= What needs to be done =
In the listing beneath this line, copy exactly the lines starting with the one containing "of the blurred" and going on through the one containing "Query: blurred background".

= Listed entries =
● ● ●
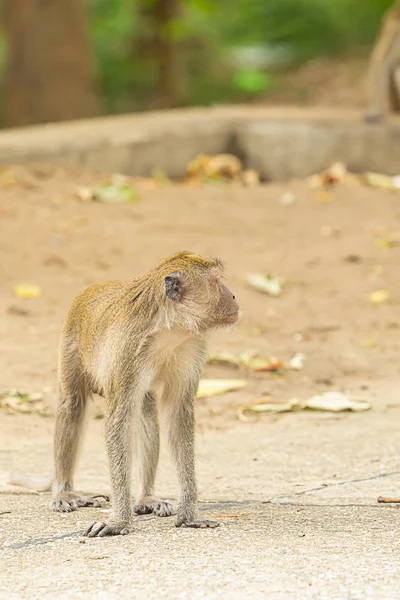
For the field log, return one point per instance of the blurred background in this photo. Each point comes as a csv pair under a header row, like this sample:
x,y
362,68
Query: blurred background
● ● ●
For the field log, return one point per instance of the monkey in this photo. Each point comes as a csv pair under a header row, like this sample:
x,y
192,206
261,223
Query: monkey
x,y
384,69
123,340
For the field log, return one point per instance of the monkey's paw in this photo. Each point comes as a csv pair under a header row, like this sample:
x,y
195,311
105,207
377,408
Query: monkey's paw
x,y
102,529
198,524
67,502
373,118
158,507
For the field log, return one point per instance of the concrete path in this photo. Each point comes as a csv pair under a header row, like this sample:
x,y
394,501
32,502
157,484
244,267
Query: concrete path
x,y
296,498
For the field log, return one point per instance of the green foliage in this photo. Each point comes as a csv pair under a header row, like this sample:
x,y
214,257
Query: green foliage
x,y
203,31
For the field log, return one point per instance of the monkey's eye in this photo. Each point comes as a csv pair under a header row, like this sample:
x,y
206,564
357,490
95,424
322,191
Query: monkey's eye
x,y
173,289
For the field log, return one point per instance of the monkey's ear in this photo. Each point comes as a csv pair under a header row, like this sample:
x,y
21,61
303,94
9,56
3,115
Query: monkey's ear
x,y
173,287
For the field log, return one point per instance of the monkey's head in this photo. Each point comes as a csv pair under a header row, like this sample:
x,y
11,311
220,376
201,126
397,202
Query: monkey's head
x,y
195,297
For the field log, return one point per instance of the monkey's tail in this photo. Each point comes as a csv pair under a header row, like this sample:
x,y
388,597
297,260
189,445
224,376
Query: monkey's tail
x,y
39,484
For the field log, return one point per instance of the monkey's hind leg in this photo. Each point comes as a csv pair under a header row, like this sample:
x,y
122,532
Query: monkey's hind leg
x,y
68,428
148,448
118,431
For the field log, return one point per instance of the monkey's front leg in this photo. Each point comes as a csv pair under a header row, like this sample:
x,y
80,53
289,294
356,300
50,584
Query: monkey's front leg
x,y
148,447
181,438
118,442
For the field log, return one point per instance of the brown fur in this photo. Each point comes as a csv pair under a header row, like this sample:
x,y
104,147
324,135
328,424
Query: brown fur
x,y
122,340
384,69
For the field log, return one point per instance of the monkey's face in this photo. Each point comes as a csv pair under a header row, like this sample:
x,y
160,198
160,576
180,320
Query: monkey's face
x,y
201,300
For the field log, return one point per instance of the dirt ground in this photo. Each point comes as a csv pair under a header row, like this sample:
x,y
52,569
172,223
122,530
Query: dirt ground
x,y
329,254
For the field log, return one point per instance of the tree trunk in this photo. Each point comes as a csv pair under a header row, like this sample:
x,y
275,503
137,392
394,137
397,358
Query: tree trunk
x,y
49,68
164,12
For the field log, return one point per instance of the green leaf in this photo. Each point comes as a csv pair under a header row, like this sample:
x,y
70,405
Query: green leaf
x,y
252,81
● ● ●
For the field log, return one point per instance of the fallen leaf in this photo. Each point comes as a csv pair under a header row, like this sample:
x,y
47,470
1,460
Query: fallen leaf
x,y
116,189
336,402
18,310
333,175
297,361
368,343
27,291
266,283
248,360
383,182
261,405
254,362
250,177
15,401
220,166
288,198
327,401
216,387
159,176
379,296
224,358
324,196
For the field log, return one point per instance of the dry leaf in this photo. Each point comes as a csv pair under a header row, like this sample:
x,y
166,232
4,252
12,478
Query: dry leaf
● ● ●
= Answer for the task =
For the field log, return one point per instance of the blurred background in this photo. Each point comes as a csv pair under a header row, like this sample:
x,y
362,68
Query: blurred background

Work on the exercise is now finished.